YOUR TASK
If a line in the entries contains the word "give", list it.

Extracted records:

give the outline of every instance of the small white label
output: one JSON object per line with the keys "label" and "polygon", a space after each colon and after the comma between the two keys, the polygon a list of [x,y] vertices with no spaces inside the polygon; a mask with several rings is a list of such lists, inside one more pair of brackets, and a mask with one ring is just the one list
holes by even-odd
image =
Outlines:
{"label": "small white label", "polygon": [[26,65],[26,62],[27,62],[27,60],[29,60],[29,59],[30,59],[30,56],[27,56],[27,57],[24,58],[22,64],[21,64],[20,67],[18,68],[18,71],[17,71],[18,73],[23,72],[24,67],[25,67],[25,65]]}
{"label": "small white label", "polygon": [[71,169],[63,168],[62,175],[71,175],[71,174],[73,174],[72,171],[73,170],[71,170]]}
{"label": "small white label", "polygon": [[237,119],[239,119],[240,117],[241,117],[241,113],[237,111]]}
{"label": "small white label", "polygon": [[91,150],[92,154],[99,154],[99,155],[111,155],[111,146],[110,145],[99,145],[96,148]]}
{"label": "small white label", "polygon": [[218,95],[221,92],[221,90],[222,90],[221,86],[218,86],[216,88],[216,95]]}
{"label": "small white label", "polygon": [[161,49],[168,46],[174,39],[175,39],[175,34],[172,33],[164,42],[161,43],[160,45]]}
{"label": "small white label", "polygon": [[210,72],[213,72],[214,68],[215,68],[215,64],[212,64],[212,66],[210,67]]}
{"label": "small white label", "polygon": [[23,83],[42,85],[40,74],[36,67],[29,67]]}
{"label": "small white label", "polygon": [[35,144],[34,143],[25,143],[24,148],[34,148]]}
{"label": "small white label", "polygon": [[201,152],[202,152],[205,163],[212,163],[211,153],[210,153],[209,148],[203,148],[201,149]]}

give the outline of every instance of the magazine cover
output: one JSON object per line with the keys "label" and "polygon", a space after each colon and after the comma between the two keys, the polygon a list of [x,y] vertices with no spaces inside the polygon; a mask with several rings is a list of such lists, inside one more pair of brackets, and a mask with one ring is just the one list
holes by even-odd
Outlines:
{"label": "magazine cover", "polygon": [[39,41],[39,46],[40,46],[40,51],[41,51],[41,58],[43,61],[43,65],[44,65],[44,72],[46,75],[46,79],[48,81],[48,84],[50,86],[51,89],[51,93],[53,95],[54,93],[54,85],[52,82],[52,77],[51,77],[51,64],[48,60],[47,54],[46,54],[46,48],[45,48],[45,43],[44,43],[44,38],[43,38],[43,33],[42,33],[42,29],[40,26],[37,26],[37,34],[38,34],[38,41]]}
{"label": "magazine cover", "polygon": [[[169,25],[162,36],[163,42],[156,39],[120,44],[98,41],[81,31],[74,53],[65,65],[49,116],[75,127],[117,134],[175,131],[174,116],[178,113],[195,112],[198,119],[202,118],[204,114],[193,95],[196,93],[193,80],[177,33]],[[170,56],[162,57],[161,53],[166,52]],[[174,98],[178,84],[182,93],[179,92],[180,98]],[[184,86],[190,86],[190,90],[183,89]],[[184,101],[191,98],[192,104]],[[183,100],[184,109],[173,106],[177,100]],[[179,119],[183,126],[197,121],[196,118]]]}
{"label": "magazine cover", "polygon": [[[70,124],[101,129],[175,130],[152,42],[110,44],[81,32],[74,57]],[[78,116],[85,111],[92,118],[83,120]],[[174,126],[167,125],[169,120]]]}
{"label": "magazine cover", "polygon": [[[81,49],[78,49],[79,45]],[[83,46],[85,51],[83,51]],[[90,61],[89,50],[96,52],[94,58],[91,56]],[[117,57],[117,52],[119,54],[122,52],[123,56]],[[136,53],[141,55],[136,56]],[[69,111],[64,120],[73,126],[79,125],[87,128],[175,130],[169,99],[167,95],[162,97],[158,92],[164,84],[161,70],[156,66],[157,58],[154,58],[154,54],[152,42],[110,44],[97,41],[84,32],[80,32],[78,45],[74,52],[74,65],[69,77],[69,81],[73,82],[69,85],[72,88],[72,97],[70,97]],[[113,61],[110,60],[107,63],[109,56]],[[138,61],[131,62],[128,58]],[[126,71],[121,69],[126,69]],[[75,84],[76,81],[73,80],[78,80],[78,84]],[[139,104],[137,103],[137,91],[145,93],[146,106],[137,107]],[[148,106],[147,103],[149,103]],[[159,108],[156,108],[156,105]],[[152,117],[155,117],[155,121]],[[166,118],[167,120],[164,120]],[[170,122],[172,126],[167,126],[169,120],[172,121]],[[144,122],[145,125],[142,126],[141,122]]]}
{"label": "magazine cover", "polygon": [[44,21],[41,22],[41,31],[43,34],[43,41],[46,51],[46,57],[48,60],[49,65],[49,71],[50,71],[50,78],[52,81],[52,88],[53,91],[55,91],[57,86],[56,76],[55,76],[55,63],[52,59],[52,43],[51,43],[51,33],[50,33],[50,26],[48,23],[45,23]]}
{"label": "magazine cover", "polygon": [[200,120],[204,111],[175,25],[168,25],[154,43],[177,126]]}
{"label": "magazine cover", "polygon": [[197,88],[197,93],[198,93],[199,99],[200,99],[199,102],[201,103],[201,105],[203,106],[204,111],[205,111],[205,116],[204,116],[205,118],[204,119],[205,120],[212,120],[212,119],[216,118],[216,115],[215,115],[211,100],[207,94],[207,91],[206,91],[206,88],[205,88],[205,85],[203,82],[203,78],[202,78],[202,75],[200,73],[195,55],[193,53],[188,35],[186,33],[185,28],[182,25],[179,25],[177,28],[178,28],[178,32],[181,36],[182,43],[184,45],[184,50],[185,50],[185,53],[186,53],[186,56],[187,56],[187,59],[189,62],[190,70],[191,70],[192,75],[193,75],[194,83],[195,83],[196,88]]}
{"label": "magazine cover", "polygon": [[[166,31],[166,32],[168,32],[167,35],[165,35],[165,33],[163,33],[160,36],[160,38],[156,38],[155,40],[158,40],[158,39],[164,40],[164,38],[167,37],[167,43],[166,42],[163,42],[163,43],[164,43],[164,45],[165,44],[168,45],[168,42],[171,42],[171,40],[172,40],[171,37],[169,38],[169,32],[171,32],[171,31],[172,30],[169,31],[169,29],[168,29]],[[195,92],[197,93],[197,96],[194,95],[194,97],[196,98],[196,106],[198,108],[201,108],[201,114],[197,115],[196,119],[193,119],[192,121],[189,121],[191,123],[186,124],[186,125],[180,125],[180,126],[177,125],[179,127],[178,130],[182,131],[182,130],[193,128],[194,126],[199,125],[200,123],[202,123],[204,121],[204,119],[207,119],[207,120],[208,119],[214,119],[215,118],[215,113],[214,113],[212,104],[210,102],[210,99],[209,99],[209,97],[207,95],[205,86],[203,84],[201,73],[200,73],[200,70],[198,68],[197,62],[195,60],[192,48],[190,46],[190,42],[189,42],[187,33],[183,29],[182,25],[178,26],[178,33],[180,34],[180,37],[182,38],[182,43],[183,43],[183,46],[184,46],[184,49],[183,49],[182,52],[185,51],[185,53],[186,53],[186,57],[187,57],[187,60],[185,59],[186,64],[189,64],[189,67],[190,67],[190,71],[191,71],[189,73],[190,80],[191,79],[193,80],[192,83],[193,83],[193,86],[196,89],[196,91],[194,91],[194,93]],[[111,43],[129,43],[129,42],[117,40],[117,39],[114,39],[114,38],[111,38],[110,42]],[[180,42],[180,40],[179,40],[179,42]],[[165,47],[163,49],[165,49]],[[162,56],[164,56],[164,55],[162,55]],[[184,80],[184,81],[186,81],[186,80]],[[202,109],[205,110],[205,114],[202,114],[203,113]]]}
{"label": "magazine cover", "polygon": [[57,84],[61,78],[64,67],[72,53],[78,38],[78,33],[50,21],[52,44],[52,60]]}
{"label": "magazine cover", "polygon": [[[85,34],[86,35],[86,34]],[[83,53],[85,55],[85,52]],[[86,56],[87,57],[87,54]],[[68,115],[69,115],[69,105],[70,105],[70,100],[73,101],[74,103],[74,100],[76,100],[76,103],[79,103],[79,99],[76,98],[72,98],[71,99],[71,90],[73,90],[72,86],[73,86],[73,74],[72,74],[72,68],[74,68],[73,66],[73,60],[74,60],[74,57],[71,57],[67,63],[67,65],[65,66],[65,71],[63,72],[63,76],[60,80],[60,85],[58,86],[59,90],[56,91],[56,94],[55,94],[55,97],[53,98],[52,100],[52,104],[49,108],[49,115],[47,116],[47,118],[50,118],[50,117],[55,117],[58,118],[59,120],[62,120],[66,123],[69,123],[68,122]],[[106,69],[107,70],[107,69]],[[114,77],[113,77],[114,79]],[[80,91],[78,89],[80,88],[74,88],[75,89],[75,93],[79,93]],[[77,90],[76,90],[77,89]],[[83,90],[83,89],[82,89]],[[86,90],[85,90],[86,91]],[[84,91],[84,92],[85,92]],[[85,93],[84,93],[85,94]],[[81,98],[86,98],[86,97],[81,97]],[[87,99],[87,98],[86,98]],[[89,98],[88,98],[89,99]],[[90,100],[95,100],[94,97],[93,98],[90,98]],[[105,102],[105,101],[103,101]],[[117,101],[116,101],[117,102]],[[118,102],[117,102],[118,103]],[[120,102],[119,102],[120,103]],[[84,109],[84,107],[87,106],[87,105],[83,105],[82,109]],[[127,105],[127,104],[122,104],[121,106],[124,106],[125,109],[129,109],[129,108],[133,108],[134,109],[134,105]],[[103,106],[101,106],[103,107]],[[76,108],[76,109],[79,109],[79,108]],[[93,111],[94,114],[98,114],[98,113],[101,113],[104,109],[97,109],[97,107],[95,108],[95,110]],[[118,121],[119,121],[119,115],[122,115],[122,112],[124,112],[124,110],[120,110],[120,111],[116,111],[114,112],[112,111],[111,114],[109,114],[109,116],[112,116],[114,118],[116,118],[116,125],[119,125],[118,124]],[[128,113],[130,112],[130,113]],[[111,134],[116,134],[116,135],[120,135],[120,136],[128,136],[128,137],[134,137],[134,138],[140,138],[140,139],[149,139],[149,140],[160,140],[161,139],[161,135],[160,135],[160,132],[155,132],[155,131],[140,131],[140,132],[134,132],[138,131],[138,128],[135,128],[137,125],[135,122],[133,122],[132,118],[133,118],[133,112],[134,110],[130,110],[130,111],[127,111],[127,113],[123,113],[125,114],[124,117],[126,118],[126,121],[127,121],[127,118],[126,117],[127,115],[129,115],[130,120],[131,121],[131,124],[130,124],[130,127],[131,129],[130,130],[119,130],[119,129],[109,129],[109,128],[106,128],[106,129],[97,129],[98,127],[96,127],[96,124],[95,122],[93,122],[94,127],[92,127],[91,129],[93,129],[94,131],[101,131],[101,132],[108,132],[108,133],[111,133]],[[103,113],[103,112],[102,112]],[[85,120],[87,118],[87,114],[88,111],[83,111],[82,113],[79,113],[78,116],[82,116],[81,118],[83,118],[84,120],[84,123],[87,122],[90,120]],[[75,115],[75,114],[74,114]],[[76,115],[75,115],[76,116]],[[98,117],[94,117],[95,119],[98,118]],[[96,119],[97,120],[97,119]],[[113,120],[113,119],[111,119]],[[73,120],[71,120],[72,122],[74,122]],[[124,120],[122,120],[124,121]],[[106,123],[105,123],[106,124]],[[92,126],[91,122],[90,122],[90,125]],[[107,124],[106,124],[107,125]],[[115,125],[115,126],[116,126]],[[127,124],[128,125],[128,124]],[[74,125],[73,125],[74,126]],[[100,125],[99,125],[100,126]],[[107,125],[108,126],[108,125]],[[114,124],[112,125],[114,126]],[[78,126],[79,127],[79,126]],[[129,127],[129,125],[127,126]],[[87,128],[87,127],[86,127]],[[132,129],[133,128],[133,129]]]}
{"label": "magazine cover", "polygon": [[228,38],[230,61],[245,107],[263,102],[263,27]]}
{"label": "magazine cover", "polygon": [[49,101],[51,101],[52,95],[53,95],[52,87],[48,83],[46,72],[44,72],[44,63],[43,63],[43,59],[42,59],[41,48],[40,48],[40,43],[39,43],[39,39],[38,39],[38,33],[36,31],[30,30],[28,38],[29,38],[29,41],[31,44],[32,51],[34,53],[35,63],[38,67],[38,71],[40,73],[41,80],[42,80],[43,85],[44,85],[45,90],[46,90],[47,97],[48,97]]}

ANSWER SPACE
give the outline of every instance of the small white label
give the outline of every instance of the magazine cover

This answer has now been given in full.